To be done
Please copy the part of the regression passage that opens with the words "By default, symbols" and closes with "and response variables.", changing "explanatory" to "predictor" wherever it occurs.

Selected passage
%%

The first labeled column is the sample estimate (Estimate), the second is the standard error (Std. Error), the third is the $$t$$ value (t value) and the fourth is the $$p$$-value (Pr(>|t|))). Note that the $$t$$ value is the ratio of the estimated value to its standard error. The $$p$$-value is the probability of finding a $$t$$-value as large or larger (in absolute value) by chance assuming the estimate is zero. Here the $$p$$-value on the January SST coefficient is near zero indicating no relationship between January SST and August SST given your sample of data.

By default, symbols are placed to the right of the $$p$$-values as indictors of the level of significance and a line below the table provides the definition. Here we turned them off using an argument in the options() function. In your scientific reporting the $$p$$-value itself should always be reported rather than a categorical significance level.

The interpretation of a $$p$$-value as evidence in support of the null hypothesis is the same as you encountered earlier. Your job is simply to determine the null hypothesis. In the context of regression, the assumption of no relationship between the explanatory and response variable, is typically your null hypothesis. Therefore, a low $$p$$-value indicates evidence of a relationship between your explanatory and response variables.

%%

Data excerpt
%%

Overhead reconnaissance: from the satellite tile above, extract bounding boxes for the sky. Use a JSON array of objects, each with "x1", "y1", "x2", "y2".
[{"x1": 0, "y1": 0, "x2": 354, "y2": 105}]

%%

Task response
By default, symbols are placed to the right of the $$p$$-values as indictors of the level of significance and a line below the table provides the definition. Here we turned them off using an argument in the options() function. In your scientific reporting the $$p$$-value itself should always be reported rather than a categorical significance level.

The interpretation of a $$p$$-value as evidence in support of the null hypothesis is the same as you encountered earlier. Your job is simply to determine the null hypothesis. In the context of regression, the assumption of no relationship between the predictor and response variable, is typically your null hypothesis. Therefore, a low $$p$$-value indicates evidence of a relationship between your predictor and response variables.